— START DATASET RECORDS —
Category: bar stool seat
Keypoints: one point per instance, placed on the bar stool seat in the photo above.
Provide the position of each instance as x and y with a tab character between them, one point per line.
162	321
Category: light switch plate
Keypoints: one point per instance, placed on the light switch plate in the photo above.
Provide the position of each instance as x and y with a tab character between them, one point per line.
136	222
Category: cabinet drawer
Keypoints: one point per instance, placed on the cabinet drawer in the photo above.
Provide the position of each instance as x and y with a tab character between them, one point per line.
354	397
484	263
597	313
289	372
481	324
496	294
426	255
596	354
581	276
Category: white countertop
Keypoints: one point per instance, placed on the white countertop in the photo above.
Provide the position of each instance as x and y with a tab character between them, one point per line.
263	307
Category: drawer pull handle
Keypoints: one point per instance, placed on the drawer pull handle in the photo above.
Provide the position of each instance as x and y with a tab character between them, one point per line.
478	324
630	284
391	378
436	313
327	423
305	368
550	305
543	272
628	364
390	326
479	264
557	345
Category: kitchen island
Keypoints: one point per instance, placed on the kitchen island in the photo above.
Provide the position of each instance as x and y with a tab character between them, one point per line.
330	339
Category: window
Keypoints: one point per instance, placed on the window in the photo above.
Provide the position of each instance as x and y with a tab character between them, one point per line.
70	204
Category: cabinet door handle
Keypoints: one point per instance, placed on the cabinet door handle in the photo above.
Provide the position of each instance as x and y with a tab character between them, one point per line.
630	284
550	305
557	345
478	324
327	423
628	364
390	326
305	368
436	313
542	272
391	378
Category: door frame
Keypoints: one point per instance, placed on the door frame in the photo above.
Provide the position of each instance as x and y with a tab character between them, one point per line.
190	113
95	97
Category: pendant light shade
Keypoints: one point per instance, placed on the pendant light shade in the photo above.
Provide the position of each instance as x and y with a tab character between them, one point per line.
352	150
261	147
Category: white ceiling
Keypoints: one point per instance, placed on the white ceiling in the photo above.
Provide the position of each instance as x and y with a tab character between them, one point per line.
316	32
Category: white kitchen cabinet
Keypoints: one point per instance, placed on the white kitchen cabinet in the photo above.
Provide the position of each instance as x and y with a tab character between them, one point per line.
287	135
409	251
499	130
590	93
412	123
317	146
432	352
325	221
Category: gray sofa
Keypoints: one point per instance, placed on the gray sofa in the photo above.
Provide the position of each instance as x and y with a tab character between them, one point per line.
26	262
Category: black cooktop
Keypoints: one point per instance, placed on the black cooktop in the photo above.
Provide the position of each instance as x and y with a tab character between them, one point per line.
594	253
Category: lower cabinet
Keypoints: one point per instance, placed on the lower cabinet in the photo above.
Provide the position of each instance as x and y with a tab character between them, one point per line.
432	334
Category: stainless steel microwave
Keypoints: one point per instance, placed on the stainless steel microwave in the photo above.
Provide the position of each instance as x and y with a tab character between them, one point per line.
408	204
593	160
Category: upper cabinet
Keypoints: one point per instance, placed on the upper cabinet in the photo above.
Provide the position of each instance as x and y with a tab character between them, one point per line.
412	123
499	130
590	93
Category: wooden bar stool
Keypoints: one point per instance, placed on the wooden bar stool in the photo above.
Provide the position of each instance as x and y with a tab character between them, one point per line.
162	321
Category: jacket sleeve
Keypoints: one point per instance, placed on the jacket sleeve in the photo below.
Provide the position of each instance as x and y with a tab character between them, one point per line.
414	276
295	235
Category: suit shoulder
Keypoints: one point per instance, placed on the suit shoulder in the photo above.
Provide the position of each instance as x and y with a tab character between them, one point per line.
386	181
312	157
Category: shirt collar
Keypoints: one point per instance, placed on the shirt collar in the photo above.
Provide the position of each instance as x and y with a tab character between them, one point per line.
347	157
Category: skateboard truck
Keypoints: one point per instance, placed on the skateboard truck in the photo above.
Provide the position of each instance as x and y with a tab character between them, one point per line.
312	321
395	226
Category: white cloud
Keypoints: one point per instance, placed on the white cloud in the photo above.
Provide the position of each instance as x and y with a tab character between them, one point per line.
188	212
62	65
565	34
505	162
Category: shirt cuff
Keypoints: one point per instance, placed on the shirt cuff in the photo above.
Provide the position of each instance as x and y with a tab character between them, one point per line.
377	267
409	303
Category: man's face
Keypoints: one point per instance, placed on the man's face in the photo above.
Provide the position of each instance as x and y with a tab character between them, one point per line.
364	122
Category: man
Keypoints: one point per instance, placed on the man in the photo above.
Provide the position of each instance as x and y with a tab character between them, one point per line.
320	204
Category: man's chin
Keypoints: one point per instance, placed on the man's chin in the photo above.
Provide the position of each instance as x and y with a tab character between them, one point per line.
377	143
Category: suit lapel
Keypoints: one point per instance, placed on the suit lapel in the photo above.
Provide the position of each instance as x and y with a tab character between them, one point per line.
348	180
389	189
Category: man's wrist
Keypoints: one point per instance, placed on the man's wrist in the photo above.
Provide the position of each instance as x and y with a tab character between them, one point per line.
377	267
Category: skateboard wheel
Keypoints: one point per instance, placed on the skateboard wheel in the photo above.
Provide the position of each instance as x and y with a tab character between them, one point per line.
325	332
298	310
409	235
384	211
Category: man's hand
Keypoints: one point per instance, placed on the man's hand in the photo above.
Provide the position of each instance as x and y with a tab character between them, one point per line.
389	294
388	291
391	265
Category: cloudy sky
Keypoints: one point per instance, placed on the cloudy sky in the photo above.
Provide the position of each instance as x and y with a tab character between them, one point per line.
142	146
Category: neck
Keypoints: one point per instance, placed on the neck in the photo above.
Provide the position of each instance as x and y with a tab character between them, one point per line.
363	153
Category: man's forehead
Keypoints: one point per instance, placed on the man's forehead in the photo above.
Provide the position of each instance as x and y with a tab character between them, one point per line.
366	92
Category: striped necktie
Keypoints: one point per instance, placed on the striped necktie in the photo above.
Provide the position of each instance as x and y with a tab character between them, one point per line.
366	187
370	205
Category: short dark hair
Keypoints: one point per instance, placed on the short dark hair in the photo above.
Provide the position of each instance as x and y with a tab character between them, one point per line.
— END DATASET RECORDS —
* BRIEF
Turn the lines of the records above, from the one containing "Category: neck" through the end of the records, inclusive, into a numbered list, omitting any blank lines.

* TASK RESULT
1. Category: neck
2. Keypoints: one point per instance, placed on the neck in the photo above.
3. Provide the position of each instance as x and y with a tab character between them, one point per line.
4. 363	153
5. Category: man's forehead
6. Keypoints: one point per instance, placed on the man's forehead in the photo above.
7. Provide the position of each instance as x and y with a tab character between them, one point per line.
8. 366	92
9. Category: striped necktie
10. Keypoints: one point per instance, placed on the striped necktie in the photo above.
11. Provide the position of each instance as x and y with a tab character between them, one point per line.
12. 366	187
13. 370	205
14. Category: short dark hair
15. Keypoints: one point per instance, placed on the short dark hair in the photo above.
16. Provide the position of each instance as x and y with a tab character between them, one point per line.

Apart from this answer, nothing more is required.